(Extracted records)
******

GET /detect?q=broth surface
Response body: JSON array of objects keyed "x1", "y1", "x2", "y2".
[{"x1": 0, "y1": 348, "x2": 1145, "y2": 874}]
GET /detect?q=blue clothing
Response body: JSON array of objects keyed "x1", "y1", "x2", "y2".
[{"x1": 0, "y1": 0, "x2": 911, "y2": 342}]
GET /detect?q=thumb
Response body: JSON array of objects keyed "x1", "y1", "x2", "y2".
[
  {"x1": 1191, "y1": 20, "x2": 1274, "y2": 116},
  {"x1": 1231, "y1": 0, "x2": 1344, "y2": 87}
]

******

■ Problem to solve ■
Rewrite the whole listing above with "Response body" switched to "Reply body" wherever it occurs, keeping everything else the same.

■ Correct result ■
GET /detect?q=broth surface
Reply body: JSON array of objects keyed "x1", "y1", "x2", "y2".
[{"x1": 0, "y1": 348, "x2": 1145, "y2": 874}]
GET /detect?q=blue clothing
Reply body: JSON array of objects keyed "x1", "y1", "x2", "y2".
[{"x1": 0, "y1": 0, "x2": 911, "y2": 342}]
GET /detect?q=thumb
Reply body: JSON array of objects keyed "x1", "y1", "x2", "y2".
[
  {"x1": 1191, "y1": 20, "x2": 1274, "y2": 116},
  {"x1": 1231, "y1": 0, "x2": 1344, "y2": 87}
]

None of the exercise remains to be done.